> **AIM**: Repeat exactly the lines that run from the one containing "[spot] the cable" to the end of the data, and leave out all others.

> **EXERCISE INPUT**:
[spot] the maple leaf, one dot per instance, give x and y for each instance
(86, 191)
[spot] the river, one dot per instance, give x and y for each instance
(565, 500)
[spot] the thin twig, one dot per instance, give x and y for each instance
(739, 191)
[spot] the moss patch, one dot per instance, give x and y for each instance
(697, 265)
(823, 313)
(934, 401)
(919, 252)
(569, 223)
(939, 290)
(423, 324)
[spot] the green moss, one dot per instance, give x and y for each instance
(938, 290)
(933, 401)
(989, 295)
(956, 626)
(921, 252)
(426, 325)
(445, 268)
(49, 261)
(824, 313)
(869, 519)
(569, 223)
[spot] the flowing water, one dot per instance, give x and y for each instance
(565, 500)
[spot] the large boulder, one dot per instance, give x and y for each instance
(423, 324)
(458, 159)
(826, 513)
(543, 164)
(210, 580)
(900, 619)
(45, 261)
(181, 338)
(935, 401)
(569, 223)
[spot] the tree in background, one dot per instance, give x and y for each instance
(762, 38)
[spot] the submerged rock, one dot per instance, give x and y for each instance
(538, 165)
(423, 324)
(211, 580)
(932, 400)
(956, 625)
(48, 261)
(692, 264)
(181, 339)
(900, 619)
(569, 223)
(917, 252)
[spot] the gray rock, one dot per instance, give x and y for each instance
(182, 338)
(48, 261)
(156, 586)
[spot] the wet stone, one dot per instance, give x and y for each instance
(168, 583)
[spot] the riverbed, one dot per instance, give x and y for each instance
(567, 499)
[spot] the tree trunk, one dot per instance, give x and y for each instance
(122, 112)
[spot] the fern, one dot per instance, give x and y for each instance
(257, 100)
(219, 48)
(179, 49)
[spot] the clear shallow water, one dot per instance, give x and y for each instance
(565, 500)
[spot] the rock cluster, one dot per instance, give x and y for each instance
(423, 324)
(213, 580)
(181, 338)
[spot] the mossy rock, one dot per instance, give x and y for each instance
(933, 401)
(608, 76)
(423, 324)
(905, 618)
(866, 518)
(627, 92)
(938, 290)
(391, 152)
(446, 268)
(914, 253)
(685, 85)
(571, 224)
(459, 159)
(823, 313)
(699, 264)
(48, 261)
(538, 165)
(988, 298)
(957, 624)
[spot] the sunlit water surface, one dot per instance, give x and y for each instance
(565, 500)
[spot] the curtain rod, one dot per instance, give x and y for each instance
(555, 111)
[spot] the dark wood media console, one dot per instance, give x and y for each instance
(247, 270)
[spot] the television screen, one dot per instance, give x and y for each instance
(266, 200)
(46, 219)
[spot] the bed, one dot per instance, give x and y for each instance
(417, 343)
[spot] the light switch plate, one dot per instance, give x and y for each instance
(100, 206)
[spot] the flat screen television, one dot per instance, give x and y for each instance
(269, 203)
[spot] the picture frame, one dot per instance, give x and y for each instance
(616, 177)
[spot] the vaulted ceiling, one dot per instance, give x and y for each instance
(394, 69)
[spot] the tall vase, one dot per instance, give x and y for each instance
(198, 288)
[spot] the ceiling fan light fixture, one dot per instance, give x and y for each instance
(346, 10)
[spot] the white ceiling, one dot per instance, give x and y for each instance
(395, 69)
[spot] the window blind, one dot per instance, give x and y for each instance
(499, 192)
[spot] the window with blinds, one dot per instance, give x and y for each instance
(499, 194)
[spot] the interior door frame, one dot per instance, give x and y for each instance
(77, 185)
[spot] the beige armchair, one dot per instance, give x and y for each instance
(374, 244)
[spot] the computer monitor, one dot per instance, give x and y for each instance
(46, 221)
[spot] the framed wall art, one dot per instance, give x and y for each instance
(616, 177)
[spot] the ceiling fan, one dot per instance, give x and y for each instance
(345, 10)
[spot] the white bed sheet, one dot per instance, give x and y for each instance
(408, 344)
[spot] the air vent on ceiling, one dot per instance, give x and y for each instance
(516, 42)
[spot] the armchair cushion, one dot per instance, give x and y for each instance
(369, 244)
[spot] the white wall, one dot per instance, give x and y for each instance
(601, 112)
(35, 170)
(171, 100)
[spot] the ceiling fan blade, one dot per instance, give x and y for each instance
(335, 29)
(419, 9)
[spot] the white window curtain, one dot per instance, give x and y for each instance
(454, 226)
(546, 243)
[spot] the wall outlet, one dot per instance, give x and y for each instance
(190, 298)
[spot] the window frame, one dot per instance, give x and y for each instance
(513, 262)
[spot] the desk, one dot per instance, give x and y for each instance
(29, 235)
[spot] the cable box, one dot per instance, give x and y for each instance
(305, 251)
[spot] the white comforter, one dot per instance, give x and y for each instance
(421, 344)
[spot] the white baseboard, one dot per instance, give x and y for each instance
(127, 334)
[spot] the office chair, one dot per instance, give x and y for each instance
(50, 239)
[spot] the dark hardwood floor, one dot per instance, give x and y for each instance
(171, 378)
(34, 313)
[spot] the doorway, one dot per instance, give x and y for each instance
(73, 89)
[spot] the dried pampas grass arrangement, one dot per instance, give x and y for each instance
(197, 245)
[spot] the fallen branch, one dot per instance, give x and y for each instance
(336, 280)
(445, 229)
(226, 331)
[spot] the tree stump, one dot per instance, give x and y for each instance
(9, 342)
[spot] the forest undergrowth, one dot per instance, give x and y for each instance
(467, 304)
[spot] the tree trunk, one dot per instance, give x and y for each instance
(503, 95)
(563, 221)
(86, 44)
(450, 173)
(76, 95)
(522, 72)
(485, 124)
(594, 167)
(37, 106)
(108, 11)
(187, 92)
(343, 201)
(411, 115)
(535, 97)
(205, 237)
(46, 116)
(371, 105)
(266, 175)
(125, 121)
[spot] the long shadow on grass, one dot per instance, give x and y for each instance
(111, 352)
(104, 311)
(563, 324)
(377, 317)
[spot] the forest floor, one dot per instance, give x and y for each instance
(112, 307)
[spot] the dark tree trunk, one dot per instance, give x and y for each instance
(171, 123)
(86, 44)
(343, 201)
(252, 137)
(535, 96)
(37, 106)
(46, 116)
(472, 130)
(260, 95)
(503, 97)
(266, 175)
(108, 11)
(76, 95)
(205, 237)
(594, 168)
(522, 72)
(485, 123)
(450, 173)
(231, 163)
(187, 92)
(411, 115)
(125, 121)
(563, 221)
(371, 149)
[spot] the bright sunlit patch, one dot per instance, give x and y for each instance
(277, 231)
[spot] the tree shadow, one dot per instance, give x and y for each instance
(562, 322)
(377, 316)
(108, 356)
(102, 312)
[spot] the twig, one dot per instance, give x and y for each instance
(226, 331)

> **WRITTEN REPLY**:
[spot] the cable box, one dot per instance, give x and y for each instance
(305, 251)
[spot] the white comforter, one dot per instance, give x and y for each instance
(421, 344)
[spot] the white baseboard, one dot per instance, give x and y for each instance
(127, 334)
[spot] the office chair, one dot per instance, give x and y for each instance
(50, 239)
[spot] the dark hardwood floor, one dot per instance, give x and y for each instance
(171, 378)
(34, 313)
[spot] the doorway, one dot per instance, give x and y for each instance
(73, 89)
[spot] the dried pampas grass arrangement, one dot per instance, give x and y for each instance
(197, 245)
[spot] the fallen branch, one dot per instance, give x and y for each instance
(336, 280)
(445, 229)
(226, 331)
[spot] the tree stump, one dot per instance, give x and y for each instance
(9, 342)
[spot] the forest undergrowth, one dot per instance, give x and y for each instance
(467, 304)
[spot] the tree trunk, one dot per instance, give x and y for each instance
(503, 95)
(563, 221)
(86, 44)
(450, 173)
(76, 95)
(522, 72)
(485, 124)
(594, 167)
(37, 106)
(108, 11)
(187, 92)
(343, 201)
(411, 115)
(535, 97)
(205, 237)
(46, 116)
(371, 105)
(266, 175)
(125, 121)
[spot] the long shadow on grass, one dot per instance, give x and y for each instance
(111, 352)
(104, 311)
(563, 324)
(377, 317)
[spot] the forest floor, one dot per instance, give x and y for each instance
(112, 307)
[spot] the dark tree trunk, one dot per instance, give x and y for each instance
(171, 123)
(86, 44)
(343, 201)
(252, 137)
(535, 96)
(37, 106)
(46, 116)
(472, 130)
(260, 95)
(503, 97)
(266, 175)
(108, 11)
(76, 95)
(205, 237)
(594, 168)
(522, 72)
(485, 123)
(450, 173)
(231, 163)
(187, 92)
(411, 115)
(125, 121)
(563, 221)
(371, 149)
[spot] the bright sunlit patch, one dot per instance, give x and y for each instance
(277, 231)
[spot] the tree shadow, one dot per instance, give x and y for each instance
(562, 322)
(377, 316)
(108, 356)
(102, 312)
[spot] the twig, one dot per instance, give x and y for each instance
(226, 331)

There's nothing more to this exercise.